§ EXTRACTED TEXT
'''
# toro 826 dipstick



## PhilThefarmer (Dec 21, 2020)

Hi all, I got a toro 826 older style with drum auger, and I notice there isn't any dipstick on it, no holes for one either, so how are you suppose to check the oil level on it


----------



## Oneacer (Jan 3, 2011)

Many older engines had just the filler plugs, usually on both sides of the engine, unscrew the plug, and the correct oil level should be in the threads, just shy of the opening.

All snow blowers, new or old, in this day and age, should get *Full Synthetic 5W30.*


----------



## PhilThefarmer (Dec 21, 2020)

Oneacer said:


> Many older engines had just the filler plugs, usually on both sides of the engine, unscrew the plug, and the correct oil level should be in the threads, just shy of the opening.
> 
> All snow blowers, new or old, in this day and age, should get *Full Synthetic 5W30.*


thanks, I am doing the full pre-winter maintenance on it today, grease all the drive part, with white lithium grease and double 00 grease, change the oil, and also there is a little problem with the recoil starter sometime not engaging the flywheel


----------



## Oneacer (Jan 3, 2011)

Usually, the recoil can sometimes be sprayed from the side with something like a chain and cable lube if it is just sticking ... otherwise, you may have to take off the recoil assembly to lube it, as well as inspect it for any damage.


----------
'''
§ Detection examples
'''
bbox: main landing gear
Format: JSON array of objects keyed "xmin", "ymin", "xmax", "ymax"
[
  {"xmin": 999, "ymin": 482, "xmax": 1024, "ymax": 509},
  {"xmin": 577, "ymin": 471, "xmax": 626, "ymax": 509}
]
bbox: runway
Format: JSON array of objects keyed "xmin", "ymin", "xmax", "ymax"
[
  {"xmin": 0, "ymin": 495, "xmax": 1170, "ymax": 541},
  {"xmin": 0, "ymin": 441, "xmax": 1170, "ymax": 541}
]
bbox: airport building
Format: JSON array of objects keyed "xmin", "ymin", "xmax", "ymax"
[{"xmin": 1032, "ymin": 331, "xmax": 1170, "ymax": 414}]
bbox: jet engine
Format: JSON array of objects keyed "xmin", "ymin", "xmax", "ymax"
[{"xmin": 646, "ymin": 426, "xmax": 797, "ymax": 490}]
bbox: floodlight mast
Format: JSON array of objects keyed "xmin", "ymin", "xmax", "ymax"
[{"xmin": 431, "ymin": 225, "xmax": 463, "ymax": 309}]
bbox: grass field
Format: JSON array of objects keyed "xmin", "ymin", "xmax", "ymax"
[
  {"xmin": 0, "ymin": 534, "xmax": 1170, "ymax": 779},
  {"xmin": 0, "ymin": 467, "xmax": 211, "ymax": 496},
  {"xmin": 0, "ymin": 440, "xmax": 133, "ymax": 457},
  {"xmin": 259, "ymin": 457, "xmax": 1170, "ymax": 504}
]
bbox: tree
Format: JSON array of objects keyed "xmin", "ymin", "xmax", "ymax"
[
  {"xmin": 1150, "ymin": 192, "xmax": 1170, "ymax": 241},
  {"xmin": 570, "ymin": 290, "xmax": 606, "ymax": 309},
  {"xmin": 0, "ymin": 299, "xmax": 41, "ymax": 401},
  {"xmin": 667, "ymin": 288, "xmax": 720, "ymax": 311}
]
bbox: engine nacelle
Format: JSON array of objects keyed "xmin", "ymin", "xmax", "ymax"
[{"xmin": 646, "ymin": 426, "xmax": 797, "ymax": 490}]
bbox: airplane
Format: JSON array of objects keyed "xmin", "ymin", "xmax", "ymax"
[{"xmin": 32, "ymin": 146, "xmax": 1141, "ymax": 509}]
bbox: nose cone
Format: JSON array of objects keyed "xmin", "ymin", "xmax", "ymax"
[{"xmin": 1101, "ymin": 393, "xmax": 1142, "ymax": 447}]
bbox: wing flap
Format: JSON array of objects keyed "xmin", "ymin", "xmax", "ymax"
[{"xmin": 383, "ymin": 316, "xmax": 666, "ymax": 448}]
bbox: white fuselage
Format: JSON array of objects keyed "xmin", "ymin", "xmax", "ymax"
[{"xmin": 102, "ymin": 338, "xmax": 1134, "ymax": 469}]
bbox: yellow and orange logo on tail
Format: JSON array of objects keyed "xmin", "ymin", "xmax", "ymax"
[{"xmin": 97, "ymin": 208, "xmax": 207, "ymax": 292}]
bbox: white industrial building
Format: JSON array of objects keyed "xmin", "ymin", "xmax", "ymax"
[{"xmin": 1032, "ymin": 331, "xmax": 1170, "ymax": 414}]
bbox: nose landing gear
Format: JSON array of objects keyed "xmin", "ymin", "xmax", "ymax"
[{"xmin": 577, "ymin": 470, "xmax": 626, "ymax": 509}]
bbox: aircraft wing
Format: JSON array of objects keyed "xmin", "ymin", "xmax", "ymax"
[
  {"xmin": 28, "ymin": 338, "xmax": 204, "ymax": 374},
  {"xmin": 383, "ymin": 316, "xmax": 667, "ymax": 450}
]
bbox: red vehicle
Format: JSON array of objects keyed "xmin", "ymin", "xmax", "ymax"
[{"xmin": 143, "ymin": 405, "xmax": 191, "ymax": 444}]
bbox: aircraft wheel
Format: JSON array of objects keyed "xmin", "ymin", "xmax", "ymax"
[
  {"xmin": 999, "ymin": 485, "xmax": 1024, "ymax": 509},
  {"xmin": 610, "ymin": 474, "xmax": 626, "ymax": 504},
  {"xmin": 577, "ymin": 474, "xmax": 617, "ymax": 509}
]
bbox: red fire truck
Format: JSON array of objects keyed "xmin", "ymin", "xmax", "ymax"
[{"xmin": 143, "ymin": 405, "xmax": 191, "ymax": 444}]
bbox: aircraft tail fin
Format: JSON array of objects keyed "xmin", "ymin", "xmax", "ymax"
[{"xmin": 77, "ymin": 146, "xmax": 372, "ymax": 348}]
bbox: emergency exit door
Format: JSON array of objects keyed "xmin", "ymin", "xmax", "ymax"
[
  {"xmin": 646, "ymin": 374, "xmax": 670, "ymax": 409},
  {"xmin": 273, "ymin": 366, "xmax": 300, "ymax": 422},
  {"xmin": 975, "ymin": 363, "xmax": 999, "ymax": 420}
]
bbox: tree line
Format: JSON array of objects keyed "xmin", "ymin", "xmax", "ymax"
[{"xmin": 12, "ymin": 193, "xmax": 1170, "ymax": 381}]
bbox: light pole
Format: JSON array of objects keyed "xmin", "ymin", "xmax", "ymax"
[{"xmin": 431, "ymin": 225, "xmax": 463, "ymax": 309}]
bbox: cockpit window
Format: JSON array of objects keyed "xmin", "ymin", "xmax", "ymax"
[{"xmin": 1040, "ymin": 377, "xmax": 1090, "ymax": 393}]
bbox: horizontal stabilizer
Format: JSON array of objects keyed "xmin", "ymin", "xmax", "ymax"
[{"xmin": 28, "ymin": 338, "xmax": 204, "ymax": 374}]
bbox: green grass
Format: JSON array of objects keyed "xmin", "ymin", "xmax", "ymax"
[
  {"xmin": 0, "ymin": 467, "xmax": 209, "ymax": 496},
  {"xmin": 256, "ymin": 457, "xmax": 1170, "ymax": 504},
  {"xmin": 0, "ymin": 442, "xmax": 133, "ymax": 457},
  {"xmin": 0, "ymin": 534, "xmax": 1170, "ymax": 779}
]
'''
'''
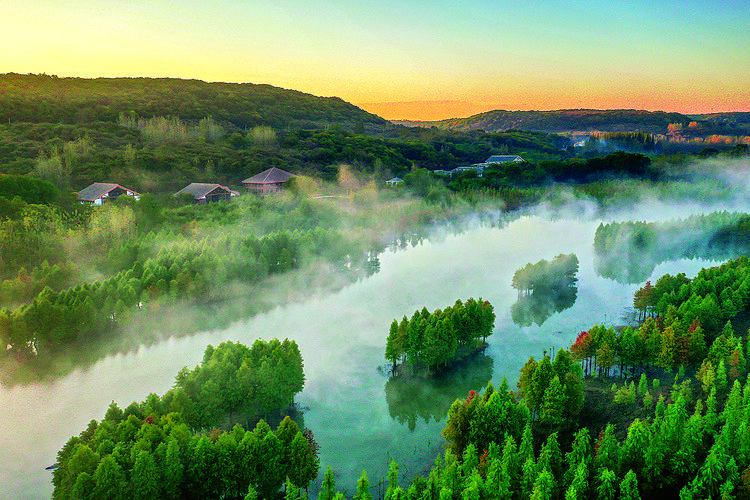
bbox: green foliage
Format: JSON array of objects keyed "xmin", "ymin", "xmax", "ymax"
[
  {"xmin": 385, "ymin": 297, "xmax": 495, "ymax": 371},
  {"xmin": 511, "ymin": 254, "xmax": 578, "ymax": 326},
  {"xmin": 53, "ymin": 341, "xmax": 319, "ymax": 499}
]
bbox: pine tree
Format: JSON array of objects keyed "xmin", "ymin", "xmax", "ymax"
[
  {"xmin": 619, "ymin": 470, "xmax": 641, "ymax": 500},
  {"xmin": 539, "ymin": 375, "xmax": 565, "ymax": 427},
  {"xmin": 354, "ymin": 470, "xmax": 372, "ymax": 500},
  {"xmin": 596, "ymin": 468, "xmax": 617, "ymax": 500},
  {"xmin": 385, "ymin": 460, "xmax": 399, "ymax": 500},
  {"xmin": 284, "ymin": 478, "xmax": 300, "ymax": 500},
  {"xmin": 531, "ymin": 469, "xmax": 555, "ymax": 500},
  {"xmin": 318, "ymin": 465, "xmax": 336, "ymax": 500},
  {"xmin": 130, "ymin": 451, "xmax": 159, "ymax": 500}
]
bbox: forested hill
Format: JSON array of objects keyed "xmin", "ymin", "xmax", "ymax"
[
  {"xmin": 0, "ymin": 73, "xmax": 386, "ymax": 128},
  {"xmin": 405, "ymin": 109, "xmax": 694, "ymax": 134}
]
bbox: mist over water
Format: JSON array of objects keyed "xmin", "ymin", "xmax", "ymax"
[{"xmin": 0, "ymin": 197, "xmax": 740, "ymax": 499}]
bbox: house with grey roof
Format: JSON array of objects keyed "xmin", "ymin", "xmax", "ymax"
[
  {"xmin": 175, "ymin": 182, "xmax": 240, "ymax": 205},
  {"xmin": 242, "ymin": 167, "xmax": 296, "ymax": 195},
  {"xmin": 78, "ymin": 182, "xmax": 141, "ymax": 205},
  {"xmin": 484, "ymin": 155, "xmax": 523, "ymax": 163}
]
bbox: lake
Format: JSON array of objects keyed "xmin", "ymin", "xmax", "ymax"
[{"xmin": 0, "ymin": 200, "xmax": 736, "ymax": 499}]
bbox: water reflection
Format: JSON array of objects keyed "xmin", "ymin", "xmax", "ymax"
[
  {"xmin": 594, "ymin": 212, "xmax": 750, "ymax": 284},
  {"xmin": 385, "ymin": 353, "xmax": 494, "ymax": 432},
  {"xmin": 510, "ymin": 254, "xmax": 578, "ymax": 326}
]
'''
§ GIVEN EXERCISE A
Reproduce the snow blower thread from "Usually, the recoil" to "for any damage.", changing "chain and cable lube" to "silicone spray lubricant".
§ GIVEN EXERCISE B
How many lines of the records contain the string "green"? State only the number.

§ FULL ANSWER A
Usually, the recoil can sometimes be sprayed from the side with something like a silicone spray lubricant if it is just sticking ... otherwise, you may have to take off the recoil assembly to lube it, as well as inspect it for any damage.

§ FULL ANSWER B
2